** START SUPPLIED DATA **
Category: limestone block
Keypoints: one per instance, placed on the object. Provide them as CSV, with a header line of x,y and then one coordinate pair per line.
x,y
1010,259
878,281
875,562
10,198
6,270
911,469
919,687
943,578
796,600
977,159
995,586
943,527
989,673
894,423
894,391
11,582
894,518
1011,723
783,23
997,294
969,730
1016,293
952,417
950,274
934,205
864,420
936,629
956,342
** END SUPPLIED DATA **
→ **PROBLEM TO SOLVE**: Format every line above as a JSON list of strings, one string per line, omitting blank lines.

→ **TASK ANSWER**:
[
  "Category: limestone block",
  "Keypoints: one per instance, placed on the object. Provide them as CSV, with a header line of x,y and then one coordinate pair per line.",
  "x,y",
  "1010,259",
  "878,281",
  "875,562",
  "10,198",
  "6,270",
  "911,469",
  "919,687",
  "943,578",
  "796,600",
  "977,159",
  "995,586",
  "943,527",
  "989,673",
  "894,423",
  "894,391",
  "11,582",
  "894,518",
  "1011,723",
  "783,23",
  "997,294",
  "969,730",
  "1016,293",
  "952,417",
  "950,274",
  "934,205",
  "864,420",
  "936,629",
  "956,342"
]